- Work to complete: Revise the material starting with the line that contains "Circle any boy in striped shirt in the image." and going on through the line that contains "[[1045, 186, 1512, 789]]", putting "Outline" wherever "Circle" appears and leaving everything else unchanged. Give only those lines.

** Start **

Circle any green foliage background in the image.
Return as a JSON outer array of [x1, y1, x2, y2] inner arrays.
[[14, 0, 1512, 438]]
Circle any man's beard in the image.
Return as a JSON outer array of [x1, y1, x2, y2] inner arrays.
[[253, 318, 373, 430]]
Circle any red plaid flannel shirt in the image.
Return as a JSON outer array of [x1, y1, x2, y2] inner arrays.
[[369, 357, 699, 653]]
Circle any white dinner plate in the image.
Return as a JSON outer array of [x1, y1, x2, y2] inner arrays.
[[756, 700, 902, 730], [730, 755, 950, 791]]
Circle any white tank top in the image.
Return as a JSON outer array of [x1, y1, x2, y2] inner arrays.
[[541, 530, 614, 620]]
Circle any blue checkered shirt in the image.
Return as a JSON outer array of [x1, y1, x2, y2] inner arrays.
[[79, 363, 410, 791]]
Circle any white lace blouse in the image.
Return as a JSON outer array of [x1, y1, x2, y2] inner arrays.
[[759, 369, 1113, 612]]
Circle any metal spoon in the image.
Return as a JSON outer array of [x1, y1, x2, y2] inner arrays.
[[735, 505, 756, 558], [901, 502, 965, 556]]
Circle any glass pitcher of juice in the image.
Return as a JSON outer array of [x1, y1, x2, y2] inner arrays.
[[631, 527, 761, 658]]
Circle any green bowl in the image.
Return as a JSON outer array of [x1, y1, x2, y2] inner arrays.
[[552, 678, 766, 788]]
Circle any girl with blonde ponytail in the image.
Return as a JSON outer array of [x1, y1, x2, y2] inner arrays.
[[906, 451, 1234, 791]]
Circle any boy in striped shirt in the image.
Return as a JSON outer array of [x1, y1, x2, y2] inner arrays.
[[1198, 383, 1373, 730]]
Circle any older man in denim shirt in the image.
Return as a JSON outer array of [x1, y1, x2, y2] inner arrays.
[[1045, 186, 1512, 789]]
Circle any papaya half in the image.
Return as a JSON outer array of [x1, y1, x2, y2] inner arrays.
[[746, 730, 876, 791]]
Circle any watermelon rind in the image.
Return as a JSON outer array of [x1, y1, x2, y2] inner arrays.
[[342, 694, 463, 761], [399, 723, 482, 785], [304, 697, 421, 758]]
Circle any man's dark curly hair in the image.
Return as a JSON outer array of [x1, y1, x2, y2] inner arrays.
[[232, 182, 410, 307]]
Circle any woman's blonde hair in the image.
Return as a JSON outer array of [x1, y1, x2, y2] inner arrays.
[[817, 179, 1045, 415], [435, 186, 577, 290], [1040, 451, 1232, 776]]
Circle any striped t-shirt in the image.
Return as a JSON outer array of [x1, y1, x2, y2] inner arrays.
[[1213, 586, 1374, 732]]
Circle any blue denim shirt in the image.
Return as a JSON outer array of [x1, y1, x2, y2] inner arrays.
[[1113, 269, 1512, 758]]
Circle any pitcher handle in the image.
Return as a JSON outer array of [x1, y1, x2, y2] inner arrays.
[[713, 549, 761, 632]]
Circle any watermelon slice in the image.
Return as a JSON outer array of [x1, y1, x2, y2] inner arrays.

** End **

- Response below:
Outline any boy in striped shirt in the image.
Return as a JSON outer array of [x1, y1, x2, y2] inner arrays.
[[1198, 383, 1373, 730]]
Outline any older man in denim shirt in the image.
Return as a JSON outer array of [x1, y1, x2, y2] inner arrays.
[[1045, 186, 1512, 789]]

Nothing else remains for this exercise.